Les premières images créées par la race humaine sont celles que nos ancêtres préhistoriques peignaient dans leur caverne. Une famille moyenne de Cro-Magnon soupait devant un des murs de la grotte de Lascaux, en regardant les représentations d’aurochs et de chevaux. Ça ne bougeait pas, c’était toujours les mêmes, ils ne pouvaient pas changer de poste, mais ça les désennuyait. Bien sûr, ils auraient pu manger leur lunch dehors, en regardant de vrais aurochs et de vrais chevaux, mais c’était plus confortable et moins dangereux en dedans.

Durant des millénaires, l’humain s’est entouré d’images fixes : peintures, gravures, sculptures. Leur partage était limité. Pour contempler les plus grandes œuvres, il fallait être invité dans les palais des rois ou sous le toit des papes.

Au début du XIXe siècle, l’invention de la photographie allait permettre, 80 ans plus tard, l’invention de la cinématographie. Enfin les images bougeaient sur l’écran comme on bouge dans la vie. Ou presque. Les gens marchaient un peu plus vite, comme s’ils avaient pris huit cafés. Et la foule s’est précipitée, presque à la même vitesse, dans des grandes salles pour voir les histoires imaginées par Chaplin et ses contemporains.

On sortait de la séance de cinéma et on retrouvait la réalité. Après la Seconde Guerre mondiale, les images animées sont entrées dans les maisons, grâce à la télévision. Le quotidien de la planète entière venait de changer. Bien sûr, fallait avoir les moyens d’acheter le gros meuble avec un petit écran, mais c’était le seul investissement requis. Avec des oreilles de lapin, tu pognais un poste, le seul poste qui diffusait en anglais et en français. Ça occupait les longues soirées. Puis on a commencé à se lever pour aller voir ce qui se passait à un deuxième poste, puis à un troisième et à un quatrième. Plus il y avait de postes, plus on passait de temps devant eux.

☆ ☆ ☆

Consigne -
Relevez les formes d'images fixes dont l'humain s'est entouré durant des millénaires, selon le texte sur l'histoire des images.

Données saisies -
☆ ☆ ☆

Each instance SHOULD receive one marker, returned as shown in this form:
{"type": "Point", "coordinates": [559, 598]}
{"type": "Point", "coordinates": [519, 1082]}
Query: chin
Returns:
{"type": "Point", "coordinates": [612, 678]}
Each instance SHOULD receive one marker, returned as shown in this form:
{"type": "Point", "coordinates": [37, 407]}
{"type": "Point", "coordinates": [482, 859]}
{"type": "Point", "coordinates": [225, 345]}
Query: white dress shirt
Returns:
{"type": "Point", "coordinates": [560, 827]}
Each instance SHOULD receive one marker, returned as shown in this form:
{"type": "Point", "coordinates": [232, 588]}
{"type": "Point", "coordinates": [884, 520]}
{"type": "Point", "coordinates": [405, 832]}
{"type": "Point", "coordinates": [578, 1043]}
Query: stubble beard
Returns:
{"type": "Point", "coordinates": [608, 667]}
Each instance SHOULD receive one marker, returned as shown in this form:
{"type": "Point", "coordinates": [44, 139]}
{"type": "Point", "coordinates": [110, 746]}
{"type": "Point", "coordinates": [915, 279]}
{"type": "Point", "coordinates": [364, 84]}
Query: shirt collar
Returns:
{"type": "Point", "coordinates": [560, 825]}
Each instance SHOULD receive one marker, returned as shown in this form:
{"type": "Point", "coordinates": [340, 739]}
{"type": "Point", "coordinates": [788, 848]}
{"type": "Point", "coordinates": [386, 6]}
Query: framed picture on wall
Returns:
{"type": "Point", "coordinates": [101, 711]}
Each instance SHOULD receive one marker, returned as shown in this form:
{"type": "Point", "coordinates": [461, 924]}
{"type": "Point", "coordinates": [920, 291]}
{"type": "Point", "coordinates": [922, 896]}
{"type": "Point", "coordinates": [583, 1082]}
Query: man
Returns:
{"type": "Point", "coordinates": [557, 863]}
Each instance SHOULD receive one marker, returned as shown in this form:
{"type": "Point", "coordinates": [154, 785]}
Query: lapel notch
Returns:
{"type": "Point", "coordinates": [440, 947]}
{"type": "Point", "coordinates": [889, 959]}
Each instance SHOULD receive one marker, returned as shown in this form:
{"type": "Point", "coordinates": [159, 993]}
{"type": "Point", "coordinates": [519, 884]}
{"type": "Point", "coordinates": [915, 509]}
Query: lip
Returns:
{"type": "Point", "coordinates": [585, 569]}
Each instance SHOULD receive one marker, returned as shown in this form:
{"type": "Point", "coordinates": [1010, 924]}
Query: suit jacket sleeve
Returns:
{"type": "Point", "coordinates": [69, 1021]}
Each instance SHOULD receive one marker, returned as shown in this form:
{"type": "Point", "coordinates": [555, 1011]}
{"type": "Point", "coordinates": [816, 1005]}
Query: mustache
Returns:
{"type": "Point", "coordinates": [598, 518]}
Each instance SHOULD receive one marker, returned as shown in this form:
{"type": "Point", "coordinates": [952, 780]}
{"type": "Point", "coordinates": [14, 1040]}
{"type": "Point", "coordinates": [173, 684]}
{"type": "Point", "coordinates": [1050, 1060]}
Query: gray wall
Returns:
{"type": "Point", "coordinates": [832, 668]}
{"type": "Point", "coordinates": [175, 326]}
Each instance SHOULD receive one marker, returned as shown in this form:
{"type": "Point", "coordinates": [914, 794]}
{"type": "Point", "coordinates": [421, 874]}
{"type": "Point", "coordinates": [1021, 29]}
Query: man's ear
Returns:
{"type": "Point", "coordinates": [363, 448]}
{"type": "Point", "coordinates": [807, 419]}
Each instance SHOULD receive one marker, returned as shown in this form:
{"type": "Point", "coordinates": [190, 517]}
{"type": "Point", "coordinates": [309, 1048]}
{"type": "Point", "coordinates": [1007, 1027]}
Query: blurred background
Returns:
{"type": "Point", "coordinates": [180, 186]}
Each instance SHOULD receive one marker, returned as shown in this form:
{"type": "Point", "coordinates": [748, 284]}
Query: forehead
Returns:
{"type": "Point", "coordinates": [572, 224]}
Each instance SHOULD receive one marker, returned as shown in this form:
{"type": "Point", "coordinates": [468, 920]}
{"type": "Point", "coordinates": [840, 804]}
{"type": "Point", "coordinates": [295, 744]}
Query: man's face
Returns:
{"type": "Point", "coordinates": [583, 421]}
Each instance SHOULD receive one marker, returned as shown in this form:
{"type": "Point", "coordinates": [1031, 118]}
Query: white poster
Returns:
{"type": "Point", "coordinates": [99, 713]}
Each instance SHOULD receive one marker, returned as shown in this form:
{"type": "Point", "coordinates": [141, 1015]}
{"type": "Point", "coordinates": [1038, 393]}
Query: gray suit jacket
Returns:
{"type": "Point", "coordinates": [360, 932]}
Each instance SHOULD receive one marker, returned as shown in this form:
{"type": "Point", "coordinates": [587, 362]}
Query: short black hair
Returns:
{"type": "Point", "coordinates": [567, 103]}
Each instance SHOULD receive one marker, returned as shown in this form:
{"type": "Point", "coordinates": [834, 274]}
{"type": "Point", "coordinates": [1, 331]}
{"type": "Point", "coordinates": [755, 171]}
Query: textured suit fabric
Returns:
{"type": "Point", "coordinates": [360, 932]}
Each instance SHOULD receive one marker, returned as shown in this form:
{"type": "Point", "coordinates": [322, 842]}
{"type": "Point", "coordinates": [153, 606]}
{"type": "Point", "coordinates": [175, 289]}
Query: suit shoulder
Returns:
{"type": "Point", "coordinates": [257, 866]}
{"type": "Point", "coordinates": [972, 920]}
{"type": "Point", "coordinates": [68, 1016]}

☆ ☆ ☆

Corrigé -
Peintures, gravures, sculptures.